» **Exercise details**: Extend the article below on drought in Southern Africa with a few more sentences, picking up after its last paragraph.

» **Exercise passage**:
*** Block opens ***
Photo: Annelie Coleman
“After enduring its third consecutive extreme agricultural drought in 2023 to 2024, the country has seen crop production plummet, and over 10% of the population [is] now facing food and nutrition insecurity,” according to the report.
READ ‘Dexters carry us through the drought’
The report, titled ‘Drought Hotspots Around the World 2023–2025’, highlighted how droughts compounded poverty, hunger, energy insecurity, and ecosystem collapse. It also showed how Botswana’s coping mechanisms had been strained by the extended drought in Southern Africa, leaving the country with severe soil moisture deficits and vegetative stress.
A year ago, Elias Magosi, executive secretary of the Southern African Development Community, told the media that around one in six people across the region (about 17% of the total population of 68 million) were food insecure.
According to the UNCCD Executive Secretary Ibrahim Thiaw: “Drought is a silent killer. It creeps in, drains resources, and devastates lives in slow motion. Its scars run deep. Drought is no longer a distant threat. It is here, escalating, and demands urgent global cooperation. When energy, food, and water all go at once, societies start to unravel. That’s the new normal we need to be ready for.”
*** Block closes ***
Natural-language object grounding data:
*** Block opens ***
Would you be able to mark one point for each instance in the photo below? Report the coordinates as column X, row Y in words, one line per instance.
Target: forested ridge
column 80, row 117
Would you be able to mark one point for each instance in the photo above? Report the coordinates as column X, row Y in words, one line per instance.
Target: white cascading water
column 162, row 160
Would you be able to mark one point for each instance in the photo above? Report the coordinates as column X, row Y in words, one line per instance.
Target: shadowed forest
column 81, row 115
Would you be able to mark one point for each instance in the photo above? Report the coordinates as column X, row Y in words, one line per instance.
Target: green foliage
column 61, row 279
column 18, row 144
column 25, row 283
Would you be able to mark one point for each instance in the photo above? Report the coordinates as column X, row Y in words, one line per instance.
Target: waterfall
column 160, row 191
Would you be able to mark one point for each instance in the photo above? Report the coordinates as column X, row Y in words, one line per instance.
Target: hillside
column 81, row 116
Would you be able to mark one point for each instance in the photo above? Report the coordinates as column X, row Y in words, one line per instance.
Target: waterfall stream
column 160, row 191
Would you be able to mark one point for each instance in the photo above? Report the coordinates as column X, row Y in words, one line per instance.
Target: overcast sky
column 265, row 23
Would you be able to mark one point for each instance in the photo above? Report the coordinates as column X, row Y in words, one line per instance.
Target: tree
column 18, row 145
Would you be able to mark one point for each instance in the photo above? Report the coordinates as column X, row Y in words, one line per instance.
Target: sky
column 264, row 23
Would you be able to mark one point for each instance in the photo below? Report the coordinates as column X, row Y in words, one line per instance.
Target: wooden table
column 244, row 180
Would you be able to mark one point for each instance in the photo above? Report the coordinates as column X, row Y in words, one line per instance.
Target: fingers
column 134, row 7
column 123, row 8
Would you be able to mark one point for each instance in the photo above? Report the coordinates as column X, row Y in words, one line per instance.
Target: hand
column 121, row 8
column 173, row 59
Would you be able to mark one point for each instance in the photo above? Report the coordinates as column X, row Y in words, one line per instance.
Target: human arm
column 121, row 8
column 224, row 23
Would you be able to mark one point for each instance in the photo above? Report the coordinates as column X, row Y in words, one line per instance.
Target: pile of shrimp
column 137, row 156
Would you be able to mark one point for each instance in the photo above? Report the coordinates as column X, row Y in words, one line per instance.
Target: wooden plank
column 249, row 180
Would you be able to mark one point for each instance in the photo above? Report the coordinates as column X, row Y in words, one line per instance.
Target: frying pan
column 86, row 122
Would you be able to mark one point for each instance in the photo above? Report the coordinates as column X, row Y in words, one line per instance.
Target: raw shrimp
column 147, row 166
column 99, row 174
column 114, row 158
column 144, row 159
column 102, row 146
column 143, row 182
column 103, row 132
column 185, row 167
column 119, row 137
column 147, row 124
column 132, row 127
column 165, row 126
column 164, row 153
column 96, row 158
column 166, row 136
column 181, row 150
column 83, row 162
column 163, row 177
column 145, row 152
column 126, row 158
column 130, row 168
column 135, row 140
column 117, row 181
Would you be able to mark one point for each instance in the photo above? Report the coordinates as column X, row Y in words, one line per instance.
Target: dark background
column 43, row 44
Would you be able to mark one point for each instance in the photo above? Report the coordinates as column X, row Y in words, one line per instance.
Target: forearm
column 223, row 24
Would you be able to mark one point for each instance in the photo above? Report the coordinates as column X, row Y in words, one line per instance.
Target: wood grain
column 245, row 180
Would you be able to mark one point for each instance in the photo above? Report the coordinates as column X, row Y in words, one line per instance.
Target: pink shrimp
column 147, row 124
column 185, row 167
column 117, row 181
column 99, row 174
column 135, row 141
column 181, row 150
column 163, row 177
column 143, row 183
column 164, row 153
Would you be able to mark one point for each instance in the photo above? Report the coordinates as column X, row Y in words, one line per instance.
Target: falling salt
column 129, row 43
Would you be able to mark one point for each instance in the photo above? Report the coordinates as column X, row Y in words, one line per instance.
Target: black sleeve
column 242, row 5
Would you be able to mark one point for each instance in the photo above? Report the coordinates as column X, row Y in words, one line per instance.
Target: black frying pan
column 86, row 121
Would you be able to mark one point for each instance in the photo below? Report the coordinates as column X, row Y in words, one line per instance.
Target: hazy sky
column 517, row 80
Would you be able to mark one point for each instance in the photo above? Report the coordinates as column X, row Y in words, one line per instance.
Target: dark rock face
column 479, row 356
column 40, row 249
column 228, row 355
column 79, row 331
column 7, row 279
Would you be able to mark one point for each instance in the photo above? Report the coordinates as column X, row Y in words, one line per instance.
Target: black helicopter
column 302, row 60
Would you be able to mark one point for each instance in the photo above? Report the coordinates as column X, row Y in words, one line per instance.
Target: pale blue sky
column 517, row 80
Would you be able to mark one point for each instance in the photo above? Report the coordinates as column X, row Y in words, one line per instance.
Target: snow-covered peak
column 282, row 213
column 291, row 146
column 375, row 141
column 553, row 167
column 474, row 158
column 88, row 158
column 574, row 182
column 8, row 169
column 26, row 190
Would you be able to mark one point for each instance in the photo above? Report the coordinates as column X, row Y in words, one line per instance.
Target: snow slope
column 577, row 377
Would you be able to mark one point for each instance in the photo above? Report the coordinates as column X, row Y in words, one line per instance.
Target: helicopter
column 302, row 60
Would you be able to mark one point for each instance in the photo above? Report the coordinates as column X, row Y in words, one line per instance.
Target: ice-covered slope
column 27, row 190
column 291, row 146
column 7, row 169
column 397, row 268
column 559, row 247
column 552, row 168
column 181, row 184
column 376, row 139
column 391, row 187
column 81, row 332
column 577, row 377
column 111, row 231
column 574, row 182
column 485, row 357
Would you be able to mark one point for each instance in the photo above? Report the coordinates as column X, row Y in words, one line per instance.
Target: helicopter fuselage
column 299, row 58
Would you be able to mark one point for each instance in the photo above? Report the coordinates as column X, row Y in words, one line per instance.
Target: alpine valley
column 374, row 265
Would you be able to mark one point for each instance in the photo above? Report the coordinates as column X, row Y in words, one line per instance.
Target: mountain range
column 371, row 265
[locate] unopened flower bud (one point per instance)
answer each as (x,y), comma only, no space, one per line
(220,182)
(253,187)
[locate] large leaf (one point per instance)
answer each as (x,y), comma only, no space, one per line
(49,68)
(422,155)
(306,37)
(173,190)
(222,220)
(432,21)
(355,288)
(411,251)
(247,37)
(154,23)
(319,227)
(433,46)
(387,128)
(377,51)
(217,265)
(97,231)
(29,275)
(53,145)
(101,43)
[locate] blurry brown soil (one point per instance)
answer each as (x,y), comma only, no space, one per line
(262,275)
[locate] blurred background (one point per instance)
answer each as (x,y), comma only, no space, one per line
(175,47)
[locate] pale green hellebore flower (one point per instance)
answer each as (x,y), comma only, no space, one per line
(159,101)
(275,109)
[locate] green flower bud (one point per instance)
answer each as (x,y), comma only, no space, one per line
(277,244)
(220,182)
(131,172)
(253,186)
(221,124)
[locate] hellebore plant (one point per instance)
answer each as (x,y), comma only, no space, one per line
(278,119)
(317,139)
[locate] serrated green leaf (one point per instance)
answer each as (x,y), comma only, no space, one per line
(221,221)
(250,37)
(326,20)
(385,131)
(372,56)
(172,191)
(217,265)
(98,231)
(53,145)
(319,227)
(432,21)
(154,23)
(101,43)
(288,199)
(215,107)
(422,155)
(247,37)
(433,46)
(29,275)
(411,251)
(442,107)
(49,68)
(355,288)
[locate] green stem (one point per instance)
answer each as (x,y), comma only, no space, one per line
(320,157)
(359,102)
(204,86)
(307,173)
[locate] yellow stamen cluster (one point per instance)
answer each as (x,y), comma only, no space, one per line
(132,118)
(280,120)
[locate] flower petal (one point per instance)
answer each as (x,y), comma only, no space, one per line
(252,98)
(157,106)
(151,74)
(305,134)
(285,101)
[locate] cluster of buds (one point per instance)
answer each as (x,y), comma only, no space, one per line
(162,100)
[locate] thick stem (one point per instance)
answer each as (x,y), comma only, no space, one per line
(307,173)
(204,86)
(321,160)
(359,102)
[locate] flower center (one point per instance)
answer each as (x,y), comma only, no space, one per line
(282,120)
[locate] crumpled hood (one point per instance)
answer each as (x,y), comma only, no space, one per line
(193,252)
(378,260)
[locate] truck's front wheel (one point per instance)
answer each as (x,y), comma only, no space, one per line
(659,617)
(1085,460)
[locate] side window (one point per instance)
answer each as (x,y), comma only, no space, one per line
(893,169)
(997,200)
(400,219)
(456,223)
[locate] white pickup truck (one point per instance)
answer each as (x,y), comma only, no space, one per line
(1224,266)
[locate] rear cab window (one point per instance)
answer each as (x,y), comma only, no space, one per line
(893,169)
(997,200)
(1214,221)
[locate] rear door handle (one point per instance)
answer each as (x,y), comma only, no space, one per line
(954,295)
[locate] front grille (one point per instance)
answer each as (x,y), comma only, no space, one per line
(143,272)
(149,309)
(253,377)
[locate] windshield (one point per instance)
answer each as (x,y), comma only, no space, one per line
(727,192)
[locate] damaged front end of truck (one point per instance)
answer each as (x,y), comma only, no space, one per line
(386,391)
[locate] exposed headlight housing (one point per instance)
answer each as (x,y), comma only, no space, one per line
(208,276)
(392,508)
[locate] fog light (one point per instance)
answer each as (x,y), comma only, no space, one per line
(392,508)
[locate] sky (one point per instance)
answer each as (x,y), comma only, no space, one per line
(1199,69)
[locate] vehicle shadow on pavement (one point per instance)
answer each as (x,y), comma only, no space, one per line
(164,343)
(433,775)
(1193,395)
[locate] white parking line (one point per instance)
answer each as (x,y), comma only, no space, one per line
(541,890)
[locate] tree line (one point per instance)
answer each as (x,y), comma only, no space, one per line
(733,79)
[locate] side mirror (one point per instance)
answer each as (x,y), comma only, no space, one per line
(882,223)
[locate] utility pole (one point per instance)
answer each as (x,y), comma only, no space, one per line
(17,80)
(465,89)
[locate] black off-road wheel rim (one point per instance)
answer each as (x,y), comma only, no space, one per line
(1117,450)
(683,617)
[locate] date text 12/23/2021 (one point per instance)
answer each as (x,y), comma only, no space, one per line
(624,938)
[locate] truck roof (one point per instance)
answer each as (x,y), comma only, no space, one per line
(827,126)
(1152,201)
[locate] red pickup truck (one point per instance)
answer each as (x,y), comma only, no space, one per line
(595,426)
*** Block closes ***
» **Written response**:
The report identified Somalia, Ethiopia, Zimbabwe, Zambia, Malawi, Botswana, and Namibia as the most serious drought hotspots in Africa. Over 90 million people across Eastern and Southern Africa faced acute hunger, with some areas experiencing the worst droughts on record.
READ Drought, through the eyes of farmers
In Ethiopia, Zimbabwe, Zambia, and Malawi, maize and wheat crops had failed repeatedly. In Zimbabwe alone, the 2024 maize crop was down 70% year-on-year, maize prices had doubled, and 9 000 cattle had died of thirst and starvation, the report stated.
It added that Zambia suffered one of the world’s worst energy crises when, in April 2024, the Zambezi River dropped to 20% of its long-term average.
Located on the river, the Kariba Dam, the country’s largest hydroelectric plant, fell to 7% generation capacity, causing power outages of up to 21 hours a day, forcing hospitals, bakeries, and factories to close. This crisis was exacerbated by the lingering effects of the El Niño-driven drought that affected Southern Africa.